■ Text segment:
Watching Moonlight at a family-owned movie theater in New Jersey, I was in the company of my longest friend. She and I – now adults – had found new space to rebuild with each other after spending much of our youth fighting. Together we wanted to support the film, feeling tasked with the responsibility to sponsor a story of such narrative bravery. We’re both passionate about our cultures, the men and women we share it with, and how the world perceives us in spite of it. The two of us often gravitate toward the underdog, almost always connecting with the proverbial “come up”—because we done came up. Not to mention, we’re also attracted to actors Mahershala Ali and Trevante Rhodes who play Juan and Chiron, respectively. With our own coming-of-age story behind us and many other serendipitous reasons propelling us forward, my longest comrade and I sat in the dark theater surrounded by people from all walks of life.

■ Data section:
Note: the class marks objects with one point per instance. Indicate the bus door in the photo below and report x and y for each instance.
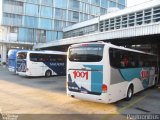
(85, 76)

■ Challenges:
(A) Please explain, in one to three sentences, why the writer and the friend wanted to support the film, according to the passage about watching Moonlight.
(B) In the passage about watching Moonlight, which actor plays Chiron?
The lines have no role in these tasks.

■ Solutions to the problems:
(A) They felt responsible for sponsoring a story of such narrative bravery. That sense of responsibility is what made them want to support the film.

(B) Trevante Rhodes